Gib aus dem unten stehenden Text über sexualisierte Gewalt gegen Frauen mit Behinderung die Stelle von „Ein dritter und“ bis „die nötige Barrierefreiheit vorweisen.“ wortgetreu wieder.

**Ausgangstext**
====
Ein Bild einer Frau im Rollstuhl. Sie lächelt in die Kamera.

Tanja Kollodzieyski

lebt und arbeitet in Bochum. Sie hat einen Master in Allgemeiner Literaturwissenschaft und Germanistik. Online arbeitet sie mit Menschen und sozialen Netzwerken. Offline hält sie Vorträge über Inklusion und intersektionalen Feminismus. Auf Twitter teilt sie gerne ihre Begeisterung über Vielfalt, Kultur, Feenstaub und Elfenglitzer.

Dadurch, dass viele Frauen mit Behinderung kein Vertrauen in die eigenen Grenzen entwickeln können, ist für sie auch nicht immer die Frage geklärt: Woran erkenne ich überhaupt sexualisierte Gewallt und wie kann ich mich dagegen wehren? Außerdem sind Frauen mit Behinderungen, die sexualisierte Gewalt erleben, nicht selten abhängig von den Täter*innen. Statistiken zeigen, dass die Täter*innen sich oft entweder im Familienkreis aufhalten oder Mitarbeiter*innen von Einrichtungen sind. Aber auch Bewohner*innen untereinander können in Einrichtungen übergriffig werden. Bei vielen Frauen mit Behinderung ist das Erleben in vielen Situationen ähnlich: Sie können den sexualisierten Übergriffen nicht ausweichen, weil es keine Schutzräume für sie gibt. 

Ein dritter und wichtiger Faktor ist, dass es kaum barrierefreie Beratungs- und Schutzangebote für behinderte Frauen gibt, die sich gegen sexualisierte Gewalt wehren.

Viele Beratungsstellen für Opfer sexualisierter Gewalt sind schlicht nicht barrierefrei zugänglich. Außerdem verfügen sie kaum über barrierefreie Kommunikationsangebote wie Gebärdensprache oder Leichte Sprache. Ein ähnlich erschütterndes Bild zeigt sich bei den Frauenhäusern. Auch sie können oft nicht die nötige Barrierefreiheit vorweisen.

Frauen mit Behinderung haben also oft keine Räume, um ihre Selbstbestimmung und ihre Grenzen zu entwickeln. Sie können der sexualisierten Gewalt oft nicht entfliehen, weil sie abhängig von den Täter*innen sind und es kaum Unterstützungsangebote für sie gibt. 

Was bietet das Mädchenhaus Bielefeld an? 

Mädchen sicher inklusivist eine Fachstelle für Gewaltprävention und Gewaltschutz für Mädchen und junge Frauen mit Behinderung/chronischer Erkrankung. Wir machen (Online-) Beratung & vermitteln barrierereduzierte Hilfeangebote in der Nähe, geben  Empowerment-Workshops und führen Infoveranstaltungen in NRW durch und machen Lobbyarbeit.
====
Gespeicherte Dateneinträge
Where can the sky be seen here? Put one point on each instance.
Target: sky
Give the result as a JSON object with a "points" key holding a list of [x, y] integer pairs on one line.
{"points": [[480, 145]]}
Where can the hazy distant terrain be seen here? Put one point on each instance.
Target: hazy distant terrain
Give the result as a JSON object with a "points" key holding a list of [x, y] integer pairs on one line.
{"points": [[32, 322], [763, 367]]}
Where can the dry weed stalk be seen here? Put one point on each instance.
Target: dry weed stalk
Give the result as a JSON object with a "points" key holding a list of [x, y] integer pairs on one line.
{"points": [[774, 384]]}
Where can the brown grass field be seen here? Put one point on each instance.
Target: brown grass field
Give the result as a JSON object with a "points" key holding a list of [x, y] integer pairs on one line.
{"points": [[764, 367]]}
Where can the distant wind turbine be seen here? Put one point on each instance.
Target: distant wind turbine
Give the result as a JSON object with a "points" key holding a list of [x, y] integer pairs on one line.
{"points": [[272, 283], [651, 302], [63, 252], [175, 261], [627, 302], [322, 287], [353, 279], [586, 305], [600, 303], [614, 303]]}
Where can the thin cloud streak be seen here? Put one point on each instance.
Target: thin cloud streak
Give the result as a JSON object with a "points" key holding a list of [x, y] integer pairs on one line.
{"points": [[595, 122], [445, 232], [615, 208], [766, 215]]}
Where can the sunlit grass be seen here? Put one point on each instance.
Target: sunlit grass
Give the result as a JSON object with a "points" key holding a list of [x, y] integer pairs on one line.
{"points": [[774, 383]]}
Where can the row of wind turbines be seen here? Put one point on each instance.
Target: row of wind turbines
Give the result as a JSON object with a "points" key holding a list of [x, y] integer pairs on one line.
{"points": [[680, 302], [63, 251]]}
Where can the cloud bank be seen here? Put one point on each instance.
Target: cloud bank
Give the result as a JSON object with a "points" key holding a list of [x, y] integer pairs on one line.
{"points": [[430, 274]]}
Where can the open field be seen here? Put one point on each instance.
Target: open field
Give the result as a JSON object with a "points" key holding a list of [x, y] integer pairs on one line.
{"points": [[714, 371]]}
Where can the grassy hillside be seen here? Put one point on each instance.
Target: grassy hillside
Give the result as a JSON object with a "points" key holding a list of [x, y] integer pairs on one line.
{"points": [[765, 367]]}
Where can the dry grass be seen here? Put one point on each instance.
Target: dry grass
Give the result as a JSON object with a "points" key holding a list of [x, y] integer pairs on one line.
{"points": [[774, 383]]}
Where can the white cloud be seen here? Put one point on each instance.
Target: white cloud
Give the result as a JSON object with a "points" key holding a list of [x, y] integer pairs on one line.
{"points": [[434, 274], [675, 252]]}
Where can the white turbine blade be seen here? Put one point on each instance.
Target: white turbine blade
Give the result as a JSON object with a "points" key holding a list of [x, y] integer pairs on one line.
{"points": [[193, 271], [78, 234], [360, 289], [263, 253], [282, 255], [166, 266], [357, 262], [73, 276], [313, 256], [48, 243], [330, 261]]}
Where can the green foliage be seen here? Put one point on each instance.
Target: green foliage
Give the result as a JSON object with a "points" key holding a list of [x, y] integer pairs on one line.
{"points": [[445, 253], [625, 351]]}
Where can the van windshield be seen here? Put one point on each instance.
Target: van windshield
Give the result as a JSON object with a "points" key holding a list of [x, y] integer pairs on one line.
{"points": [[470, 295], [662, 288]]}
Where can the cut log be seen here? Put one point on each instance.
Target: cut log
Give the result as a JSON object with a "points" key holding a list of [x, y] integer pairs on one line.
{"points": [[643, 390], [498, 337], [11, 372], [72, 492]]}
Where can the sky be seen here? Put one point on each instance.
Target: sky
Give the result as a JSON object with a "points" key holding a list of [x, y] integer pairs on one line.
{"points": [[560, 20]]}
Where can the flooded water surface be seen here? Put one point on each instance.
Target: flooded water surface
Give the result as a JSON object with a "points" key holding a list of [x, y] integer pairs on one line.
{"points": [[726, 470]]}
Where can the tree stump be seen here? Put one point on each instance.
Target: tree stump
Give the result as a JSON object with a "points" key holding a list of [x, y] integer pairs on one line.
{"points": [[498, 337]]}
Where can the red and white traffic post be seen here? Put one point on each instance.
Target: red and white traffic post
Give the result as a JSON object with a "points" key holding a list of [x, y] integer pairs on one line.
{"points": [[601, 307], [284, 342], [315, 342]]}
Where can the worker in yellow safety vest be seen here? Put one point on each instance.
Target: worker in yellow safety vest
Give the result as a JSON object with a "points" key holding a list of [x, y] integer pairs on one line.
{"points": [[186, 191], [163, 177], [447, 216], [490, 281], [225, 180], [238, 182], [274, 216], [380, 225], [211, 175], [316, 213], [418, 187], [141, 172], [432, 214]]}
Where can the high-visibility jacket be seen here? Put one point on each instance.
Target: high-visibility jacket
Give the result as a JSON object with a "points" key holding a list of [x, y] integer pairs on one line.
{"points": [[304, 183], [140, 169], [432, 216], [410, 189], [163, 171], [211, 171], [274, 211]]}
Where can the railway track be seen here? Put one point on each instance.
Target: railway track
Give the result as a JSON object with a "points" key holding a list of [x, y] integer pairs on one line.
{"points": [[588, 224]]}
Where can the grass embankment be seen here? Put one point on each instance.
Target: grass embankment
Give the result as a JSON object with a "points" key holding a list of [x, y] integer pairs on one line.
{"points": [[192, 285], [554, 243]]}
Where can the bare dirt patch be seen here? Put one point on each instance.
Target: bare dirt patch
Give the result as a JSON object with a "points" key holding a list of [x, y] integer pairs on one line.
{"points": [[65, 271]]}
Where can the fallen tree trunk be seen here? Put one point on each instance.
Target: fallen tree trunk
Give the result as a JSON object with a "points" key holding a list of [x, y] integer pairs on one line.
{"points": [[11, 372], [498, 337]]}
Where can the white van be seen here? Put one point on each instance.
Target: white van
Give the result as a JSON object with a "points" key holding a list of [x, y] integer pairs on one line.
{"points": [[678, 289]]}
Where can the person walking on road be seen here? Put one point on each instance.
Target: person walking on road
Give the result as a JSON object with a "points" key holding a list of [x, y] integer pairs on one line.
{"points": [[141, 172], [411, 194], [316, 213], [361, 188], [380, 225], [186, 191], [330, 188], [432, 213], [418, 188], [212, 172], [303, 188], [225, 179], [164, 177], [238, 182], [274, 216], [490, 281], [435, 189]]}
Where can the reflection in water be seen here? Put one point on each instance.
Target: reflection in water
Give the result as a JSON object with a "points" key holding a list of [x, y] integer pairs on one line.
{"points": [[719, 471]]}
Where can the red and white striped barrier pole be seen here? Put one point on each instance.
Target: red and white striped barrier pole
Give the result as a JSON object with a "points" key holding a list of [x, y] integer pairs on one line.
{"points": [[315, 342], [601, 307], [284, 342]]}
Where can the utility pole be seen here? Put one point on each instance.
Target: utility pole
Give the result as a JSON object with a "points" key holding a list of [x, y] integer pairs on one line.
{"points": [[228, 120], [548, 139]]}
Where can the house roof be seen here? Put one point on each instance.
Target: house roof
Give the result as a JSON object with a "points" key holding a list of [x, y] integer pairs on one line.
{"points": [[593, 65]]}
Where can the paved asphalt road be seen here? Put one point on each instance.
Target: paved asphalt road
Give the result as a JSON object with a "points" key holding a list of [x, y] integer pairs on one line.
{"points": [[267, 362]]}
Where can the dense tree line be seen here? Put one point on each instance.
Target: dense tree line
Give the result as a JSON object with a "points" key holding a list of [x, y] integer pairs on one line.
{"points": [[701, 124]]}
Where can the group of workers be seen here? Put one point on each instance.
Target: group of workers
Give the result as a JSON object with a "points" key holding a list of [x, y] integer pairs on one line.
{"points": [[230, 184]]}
====
**Lösung**
Ein dritter und wichtiger Faktor ist, dass es kaum barrierefreie Beratungs- und Schutzangebote für behinderte Frauen gibt, die sich gegen sexualisierte Gewalt wehren.

Viele Beratungsstellen für Opfer sexualisierter Gewalt sind schlicht nicht barrierefrei zugänglich. Außerdem verfügen sie kaum über barrierefreie Kommunikationsangebote wie Gebärdensprache oder Leichte Sprache. Ein ähnlich erschütterndes Bild zeigt sich bei den Frauenhäusern. Auch sie können oft nicht die nötige Barrierefreiheit vorweisen.